*Records from a data source*:

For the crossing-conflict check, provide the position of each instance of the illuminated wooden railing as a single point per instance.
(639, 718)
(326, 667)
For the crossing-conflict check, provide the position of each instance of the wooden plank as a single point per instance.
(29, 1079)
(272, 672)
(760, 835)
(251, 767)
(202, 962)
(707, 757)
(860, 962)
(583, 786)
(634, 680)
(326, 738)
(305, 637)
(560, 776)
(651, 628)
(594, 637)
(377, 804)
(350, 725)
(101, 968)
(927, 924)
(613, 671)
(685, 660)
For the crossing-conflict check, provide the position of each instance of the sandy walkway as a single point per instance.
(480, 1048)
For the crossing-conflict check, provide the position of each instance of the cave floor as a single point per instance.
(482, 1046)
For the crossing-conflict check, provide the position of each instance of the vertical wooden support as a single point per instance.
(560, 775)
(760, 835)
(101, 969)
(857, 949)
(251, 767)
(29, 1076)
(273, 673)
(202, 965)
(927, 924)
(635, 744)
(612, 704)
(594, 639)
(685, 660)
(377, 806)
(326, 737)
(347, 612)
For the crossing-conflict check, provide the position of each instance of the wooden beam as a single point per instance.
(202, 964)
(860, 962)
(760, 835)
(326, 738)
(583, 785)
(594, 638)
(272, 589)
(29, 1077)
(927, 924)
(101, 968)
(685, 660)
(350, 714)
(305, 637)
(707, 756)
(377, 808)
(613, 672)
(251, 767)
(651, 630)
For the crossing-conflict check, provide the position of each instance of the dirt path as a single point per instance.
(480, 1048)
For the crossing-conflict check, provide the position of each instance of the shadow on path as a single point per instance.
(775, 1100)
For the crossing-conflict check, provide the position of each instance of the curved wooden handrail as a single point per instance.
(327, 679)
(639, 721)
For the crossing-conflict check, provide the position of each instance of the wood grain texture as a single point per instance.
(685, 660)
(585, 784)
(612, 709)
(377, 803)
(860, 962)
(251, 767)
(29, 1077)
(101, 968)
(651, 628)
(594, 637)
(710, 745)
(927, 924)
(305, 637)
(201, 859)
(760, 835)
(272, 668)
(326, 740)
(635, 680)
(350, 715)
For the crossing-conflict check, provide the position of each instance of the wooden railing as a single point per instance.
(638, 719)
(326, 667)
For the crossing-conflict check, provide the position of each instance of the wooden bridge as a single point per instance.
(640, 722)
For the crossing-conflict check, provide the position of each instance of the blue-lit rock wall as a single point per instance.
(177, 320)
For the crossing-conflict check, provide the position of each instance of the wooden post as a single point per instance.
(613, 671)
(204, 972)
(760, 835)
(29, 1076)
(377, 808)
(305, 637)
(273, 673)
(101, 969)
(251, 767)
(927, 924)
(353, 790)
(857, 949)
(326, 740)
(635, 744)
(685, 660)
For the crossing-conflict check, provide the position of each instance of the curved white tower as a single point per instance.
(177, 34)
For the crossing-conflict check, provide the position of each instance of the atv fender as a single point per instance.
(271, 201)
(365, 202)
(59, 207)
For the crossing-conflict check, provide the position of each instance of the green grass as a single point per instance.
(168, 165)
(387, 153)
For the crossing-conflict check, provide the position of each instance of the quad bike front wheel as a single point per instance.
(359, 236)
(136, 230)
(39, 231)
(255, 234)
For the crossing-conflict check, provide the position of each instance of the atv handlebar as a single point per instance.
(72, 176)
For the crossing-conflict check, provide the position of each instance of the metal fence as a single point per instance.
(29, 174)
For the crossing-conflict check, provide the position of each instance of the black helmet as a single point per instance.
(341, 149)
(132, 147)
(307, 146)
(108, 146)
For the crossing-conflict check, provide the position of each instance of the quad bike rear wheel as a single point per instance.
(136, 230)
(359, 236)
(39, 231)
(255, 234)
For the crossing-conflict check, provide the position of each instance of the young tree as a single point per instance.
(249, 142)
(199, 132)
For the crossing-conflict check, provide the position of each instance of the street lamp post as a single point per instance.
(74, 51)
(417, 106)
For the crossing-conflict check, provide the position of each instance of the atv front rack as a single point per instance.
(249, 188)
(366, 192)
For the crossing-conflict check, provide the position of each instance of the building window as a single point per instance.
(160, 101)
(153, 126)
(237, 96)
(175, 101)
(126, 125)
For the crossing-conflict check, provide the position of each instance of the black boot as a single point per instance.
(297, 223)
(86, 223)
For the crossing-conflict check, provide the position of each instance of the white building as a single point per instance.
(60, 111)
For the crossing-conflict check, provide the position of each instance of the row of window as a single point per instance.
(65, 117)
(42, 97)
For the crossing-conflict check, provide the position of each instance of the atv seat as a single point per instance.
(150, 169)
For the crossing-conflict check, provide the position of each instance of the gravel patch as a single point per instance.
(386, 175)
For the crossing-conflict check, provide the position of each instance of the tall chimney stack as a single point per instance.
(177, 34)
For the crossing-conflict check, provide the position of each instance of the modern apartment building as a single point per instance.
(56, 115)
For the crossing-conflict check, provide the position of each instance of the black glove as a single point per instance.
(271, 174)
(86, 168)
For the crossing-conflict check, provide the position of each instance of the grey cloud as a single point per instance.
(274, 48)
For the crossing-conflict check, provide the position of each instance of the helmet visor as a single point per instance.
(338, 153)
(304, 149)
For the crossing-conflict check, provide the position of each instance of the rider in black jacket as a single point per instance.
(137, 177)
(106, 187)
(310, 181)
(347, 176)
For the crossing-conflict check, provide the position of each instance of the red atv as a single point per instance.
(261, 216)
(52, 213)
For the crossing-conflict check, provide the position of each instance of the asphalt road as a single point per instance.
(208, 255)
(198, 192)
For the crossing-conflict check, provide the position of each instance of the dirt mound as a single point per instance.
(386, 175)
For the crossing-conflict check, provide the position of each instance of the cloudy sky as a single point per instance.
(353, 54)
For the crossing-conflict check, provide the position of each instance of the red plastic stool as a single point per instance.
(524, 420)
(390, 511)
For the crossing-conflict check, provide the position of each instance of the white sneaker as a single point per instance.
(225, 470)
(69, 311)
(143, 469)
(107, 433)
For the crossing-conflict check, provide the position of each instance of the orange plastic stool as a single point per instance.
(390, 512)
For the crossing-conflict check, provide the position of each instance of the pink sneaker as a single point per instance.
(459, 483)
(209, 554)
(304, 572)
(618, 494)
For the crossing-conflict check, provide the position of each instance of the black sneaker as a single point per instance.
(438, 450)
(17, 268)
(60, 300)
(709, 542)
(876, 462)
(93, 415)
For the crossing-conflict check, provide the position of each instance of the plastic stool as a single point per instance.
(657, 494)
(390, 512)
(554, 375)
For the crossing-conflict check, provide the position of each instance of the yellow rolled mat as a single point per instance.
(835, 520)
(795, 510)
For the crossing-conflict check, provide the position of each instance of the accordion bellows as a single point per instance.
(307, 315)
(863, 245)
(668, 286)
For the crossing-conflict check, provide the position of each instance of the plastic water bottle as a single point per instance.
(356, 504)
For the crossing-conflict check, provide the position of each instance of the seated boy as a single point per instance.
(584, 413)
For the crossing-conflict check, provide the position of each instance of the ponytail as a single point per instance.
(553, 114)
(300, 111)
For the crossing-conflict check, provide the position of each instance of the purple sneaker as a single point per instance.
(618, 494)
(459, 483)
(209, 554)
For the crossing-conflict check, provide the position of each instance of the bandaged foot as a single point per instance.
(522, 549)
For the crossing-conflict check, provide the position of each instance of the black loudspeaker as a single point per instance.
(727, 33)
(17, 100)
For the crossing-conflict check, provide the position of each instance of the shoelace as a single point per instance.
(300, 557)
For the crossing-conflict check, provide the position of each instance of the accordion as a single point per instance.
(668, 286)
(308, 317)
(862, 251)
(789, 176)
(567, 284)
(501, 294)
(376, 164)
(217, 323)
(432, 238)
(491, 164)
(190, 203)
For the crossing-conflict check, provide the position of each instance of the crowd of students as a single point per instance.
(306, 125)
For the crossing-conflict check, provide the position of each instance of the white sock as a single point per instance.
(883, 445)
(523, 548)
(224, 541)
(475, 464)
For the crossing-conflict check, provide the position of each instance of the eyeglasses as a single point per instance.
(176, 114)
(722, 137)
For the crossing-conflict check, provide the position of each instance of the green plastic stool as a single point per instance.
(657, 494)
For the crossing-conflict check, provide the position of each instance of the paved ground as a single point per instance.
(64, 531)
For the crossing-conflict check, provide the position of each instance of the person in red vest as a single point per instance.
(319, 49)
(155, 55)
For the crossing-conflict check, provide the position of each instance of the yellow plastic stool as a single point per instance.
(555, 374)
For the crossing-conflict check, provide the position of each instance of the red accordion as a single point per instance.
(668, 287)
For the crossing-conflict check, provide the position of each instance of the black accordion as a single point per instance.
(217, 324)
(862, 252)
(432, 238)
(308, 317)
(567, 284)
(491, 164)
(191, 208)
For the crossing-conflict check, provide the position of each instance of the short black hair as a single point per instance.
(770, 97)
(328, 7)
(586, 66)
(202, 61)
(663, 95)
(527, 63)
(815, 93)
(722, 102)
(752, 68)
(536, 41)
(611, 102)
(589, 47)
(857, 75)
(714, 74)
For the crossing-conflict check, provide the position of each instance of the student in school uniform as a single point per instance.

*OBJECTIVE*: Begin at the line that contains "support as a single point per instance." and stop after the line that contains "(775, 1100)", then format those records as a two-column CSV with columns named input and output. Give one row per record, with each value in a single quoted field and line breaks replaced by spaces.

*WRITTEN RESPONSE*:
input,output
"For the crossing-conflict check, provide the position of each instance of the vertical wooden support as a single point per instance.","(560, 775) (760, 835) (101, 969) (857, 949) (251, 767) (29, 1076) (273, 673) (202, 965) (927, 924) (635, 744) (612, 704) (594, 639) (685, 660) (377, 806) (326, 737) (347, 612)"
"For the crossing-conflict check, provide the position of each instance of the wooden beam as a single point per instance.","(202, 964) (860, 962) (760, 835) (326, 738) (583, 785) (594, 638) (272, 589) (29, 1077) (927, 924) (101, 968) (685, 660) (350, 714) (305, 637) (707, 756) (377, 808) (613, 672) (251, 767) (651, 630)"
"For the crossing-conflict check, provide the position of each instance of the dirt path as a single point per instance.","(480, 1048)"
"For the crossing-conflict check, provide the position of each instance of the shadow on path as a single point per instance.","(775, 1100)"